**Article**:
## Begin
Jumping to conclusions

Greetings all! Judging from the response on last week's blog, The brain - old and new (hartejsingh.com), it seems that the evolution of the brain and the fact that we still rely on parts of the brain that were 500 million years old came as a surprise for many.

Today's blog is the third in this series on decision-making, and we will consider how our brain constructs models of the world and one way it leads to decision-making errors.

Before we dive into today's idea, it is worth underlining that cognitive errors cannot be framed as something ‘other‘ people do. I believe everyone does it, and that is because we are sometimes too fatigued, too busy, too involved or too distracted to give the decision at hand, our fresh perspective. It is also not the preserve of those who score lower on IQ tests - people who have been trusted with power who might have every qualification on Earth might make a completely avoidable howler.
## End
**Directive 1**: Copy the blog post from the words "Today's blog is" through the words "completely avoidable howler.", swapping "cognitive errors" for "thinking mistakes".
The listing has no connection to the blog post.

**Data entries**:
## Begin
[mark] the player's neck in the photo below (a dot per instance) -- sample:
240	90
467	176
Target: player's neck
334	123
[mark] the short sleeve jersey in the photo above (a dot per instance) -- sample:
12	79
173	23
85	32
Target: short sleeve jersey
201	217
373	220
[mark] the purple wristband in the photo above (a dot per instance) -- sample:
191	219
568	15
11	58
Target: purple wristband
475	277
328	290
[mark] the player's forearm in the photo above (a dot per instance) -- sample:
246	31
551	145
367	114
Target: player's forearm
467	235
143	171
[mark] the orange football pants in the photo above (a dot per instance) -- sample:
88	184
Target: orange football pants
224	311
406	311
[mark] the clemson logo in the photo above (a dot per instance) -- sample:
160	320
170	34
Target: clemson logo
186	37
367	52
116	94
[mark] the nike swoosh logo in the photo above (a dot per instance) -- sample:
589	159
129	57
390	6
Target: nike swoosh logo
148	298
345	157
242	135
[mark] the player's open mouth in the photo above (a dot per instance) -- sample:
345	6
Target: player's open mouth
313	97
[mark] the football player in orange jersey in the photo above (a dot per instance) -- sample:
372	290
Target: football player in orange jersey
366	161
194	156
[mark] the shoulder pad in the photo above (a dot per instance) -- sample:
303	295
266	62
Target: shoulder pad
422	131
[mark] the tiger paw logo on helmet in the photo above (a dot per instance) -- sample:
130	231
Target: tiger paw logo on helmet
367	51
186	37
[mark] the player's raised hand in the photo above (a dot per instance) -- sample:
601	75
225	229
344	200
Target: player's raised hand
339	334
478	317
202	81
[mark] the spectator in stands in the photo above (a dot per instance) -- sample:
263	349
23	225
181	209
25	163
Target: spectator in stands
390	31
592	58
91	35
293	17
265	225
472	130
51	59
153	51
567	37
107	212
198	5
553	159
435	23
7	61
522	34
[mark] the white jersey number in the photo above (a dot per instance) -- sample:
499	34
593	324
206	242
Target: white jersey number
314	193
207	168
## End
**Directive 2**: Pull out each line of the listing that contains the word "stands".

**Task result 1**:
Today's blog is the third in this series on decision-making, and we will consider how our brain constructs models of the world and one way it leads to decision-making errors.

Before we dive into today's idea, it is worth underlining that thinking mistakes cannot be framed as something ‘other‘ people do. I believe everyone does it, and that is because we are sometimes too fatigued, too busy, too involved or too distracted to give the decision at hand, our fresh perspective. It is also not the preserve of those who score lower on IQ tests - people who have been trusted with power who might have every qualification on Earth might make a completely avoidable howler.

**Task result 2**:
[mark] the spectator in stands in the photo above (a dot per instance) -- sample:
Target: spectator in stands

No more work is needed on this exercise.